> [Source data]:
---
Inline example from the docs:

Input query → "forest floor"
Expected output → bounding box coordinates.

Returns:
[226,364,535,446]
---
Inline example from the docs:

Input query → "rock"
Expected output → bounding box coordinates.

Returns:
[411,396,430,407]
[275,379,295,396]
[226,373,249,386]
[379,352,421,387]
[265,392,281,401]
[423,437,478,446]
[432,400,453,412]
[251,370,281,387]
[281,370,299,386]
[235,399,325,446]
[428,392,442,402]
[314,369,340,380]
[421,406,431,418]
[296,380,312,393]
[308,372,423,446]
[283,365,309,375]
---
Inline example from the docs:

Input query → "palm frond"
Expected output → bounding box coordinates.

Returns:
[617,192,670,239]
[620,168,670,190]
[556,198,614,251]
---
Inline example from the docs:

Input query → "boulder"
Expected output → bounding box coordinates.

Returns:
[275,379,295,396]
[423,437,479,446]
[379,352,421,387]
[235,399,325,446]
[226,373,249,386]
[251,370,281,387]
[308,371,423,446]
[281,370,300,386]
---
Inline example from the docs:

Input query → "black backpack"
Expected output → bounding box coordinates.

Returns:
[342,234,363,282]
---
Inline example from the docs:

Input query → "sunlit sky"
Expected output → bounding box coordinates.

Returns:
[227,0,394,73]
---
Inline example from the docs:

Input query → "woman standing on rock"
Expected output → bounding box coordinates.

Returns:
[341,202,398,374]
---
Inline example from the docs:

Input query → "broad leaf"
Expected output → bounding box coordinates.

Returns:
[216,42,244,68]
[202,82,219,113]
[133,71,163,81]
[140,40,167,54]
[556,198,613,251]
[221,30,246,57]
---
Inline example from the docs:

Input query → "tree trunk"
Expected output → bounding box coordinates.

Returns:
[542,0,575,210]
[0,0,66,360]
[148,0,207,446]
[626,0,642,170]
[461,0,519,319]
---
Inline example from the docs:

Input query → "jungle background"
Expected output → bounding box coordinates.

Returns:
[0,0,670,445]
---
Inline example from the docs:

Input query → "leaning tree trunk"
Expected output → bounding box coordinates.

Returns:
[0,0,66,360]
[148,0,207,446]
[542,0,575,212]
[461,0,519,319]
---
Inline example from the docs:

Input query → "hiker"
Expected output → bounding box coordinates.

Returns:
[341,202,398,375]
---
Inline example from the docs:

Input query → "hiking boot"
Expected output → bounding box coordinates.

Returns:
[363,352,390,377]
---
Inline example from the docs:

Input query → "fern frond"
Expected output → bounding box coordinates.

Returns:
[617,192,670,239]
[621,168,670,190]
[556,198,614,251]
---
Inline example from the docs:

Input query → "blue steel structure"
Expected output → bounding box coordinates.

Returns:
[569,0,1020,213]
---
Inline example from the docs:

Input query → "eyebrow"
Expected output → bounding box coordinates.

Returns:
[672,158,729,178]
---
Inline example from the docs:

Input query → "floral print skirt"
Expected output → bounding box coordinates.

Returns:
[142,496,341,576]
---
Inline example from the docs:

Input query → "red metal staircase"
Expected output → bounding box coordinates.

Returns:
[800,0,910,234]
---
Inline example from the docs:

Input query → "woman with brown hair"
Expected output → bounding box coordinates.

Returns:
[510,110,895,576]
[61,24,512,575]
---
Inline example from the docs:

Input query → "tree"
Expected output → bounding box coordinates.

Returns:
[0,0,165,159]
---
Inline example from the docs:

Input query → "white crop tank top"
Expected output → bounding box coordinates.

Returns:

> [Exercise objective]: Write out every line of the records above as a numbered list, leaving out the blank lines.

> [Result of this exercise]:
1. ---
2. Inline example from the docs:
3. Input query → "forest floor"
4. Expected output → bounding box coordinates.
5. Returns:
6. [226,364,535,446]
7. ---
8. Inline example from the docs:
9. Input query → "rock"
10. Expected output → bounding box coordinates.
11. Returns:
12. [411,396,430,407]
13. [275,379,295,396]
14. [226,373,249,386]
15. [379,352,421,387]
16. [265,392,281,401]
17. [423,437,478,446]
18. [432,400,453,412]
19. [251,370,281,387]
20. [281,370,299,386]
21. [235,399,325,446]
22. [428,392,442,402]
23. [314,369,340,380]
24. [421,406,431,418]
25. [296,380,312,393]
26. [308,372,423,446]
27. [283,365,309,375]
28. ---
29. Inline example from the docs:
30. Input query → "palm frond"
31. Expected output → bounding box coordinates.
32. Returns:
33. [617,192,670,239]
34. [620,168,670,190]
35. [556,198,614,251]
36. ---
37. Inline example from the docs:
38. Input query → "boulder"
39. Expected output → bounding box coordinates.
40. Returns:
41. [275,379,295,396]
42. [423,437,479,446]
43. [379,352,421,387]
44. [235,399,325,446]
45. [226,373,249,386]
46. [251,370,281,387]
47. [308,371,423,446]
48. [281,370,300,386]
49. ---
50. Inline example from the docs:
51. Input query → "black backpack"
52. Expected output → bounding box coordinates.
53. Returns:
54. [342,234,363,282]
55. ---
56. Inline example from the docs:
57. Input query → "sunlit sky"
58. Expected output → bounding box coordinates.
59. Returns:
60. [227,0,394,73]
61. ---
62. Inline example from the docs:
63. Input query → "woman standing on rock"
64. Expected output → bounding box coordinates.
65. Returns:
66. [341,202,398,374]
67. ---
68. Inline example from the docs:
69. Input query → "broad leaf"
70. Expected output → bounding box coordinates.
71. Returns:
72. [216,42,244,68]
73. [202,82,219,113]
74. [133,71,163,81]
75. [140,40,167,54]
76. [556,198,613,251]
77. [221,30,246,57]
78. ---
79. Inline example from the docs:
80. Input query → "tree trunk"
81. Expected output → bounding box coordinates.
82. Returns:
83. [542,0,575,210]
84. [0,0,66,360]
85. [148,0,207,446]
86. [626,0,642,170]
87. [461,0,519,319]
88. ---
89. Inline example from the docs:
90. Input query → "jungle background"
91. Expected output → bounding box coordinates.
92. Returns:
93. [0,0,670,445]
94. ---
95. Inline example from the docs:
96. Input query → "leaning tree trunk"
97. Expected output → bounding box coordinates.
98. Returns:
99. [0,0,66,360]
100. [148,0,207,446]
101. [542,0,575,212]
102. [461,0,519,319]
103. ---
104. Inline example from the docs:
105. Input query → "hiker"
106. Expected output → bounding box coordinates.
107. Returns:
108. [341,202,398,375]
109. ---
110. Inline example from the docs:
111. Input query → "hiking boot"
112. Expected output → bounding box coordinates.
113. Returns:
114. [363,352,390,377]
115. ---
116. Inline example from the docs:
117. Input query → "fern frond"
118. Expected output → bounding box coordinates.
119. Returns:
120. [617,192,670,239]
121. [621,168,670,190]
122. [556,198,614,251]
123. ---
124. Inline example from the docs:
125. Input query → "blue steel structure"
126. Expected output → bounding box coordinates.
127. Returns:
128. [569,0,1020,213]
129. ---
130. Inline example from the docs:
131. Input query → "eyebrow"
132. Expected output → bounding box coordinates.
133. Returns:
134. [672,158,729,178]
135. ---
136. Inline example from the docs:
137. Input query → "floral print skirt"
138. Expected output → bounding box coordinates.
139. Returns:
140. [142,496,341,576]
141. ---
142. Inline example from the docs:
143. Input query → "red metal staircase"
144. Expected output → bounding box coordinates.
145. Returns:
146. [800,0,910,234]
147. ---
148. Inline example from the docs:
149. Input query → "woman with brown hair"
150. Expected output → bounding box coordinates.
151. Returns:
152. [510,110,895,576]
153. [61,24,512,575]
154. ---
155. Inline example from the docs:
156. Input query → "tree"
157. Expected output → bounding box coordinates.
158. Returns:
159. [0,0,165,159]
160. ---
161. Inline example from the docs:
162. Input query → "white crop tank top"
163. Expected output → bounding box coordinates.
164. Returns:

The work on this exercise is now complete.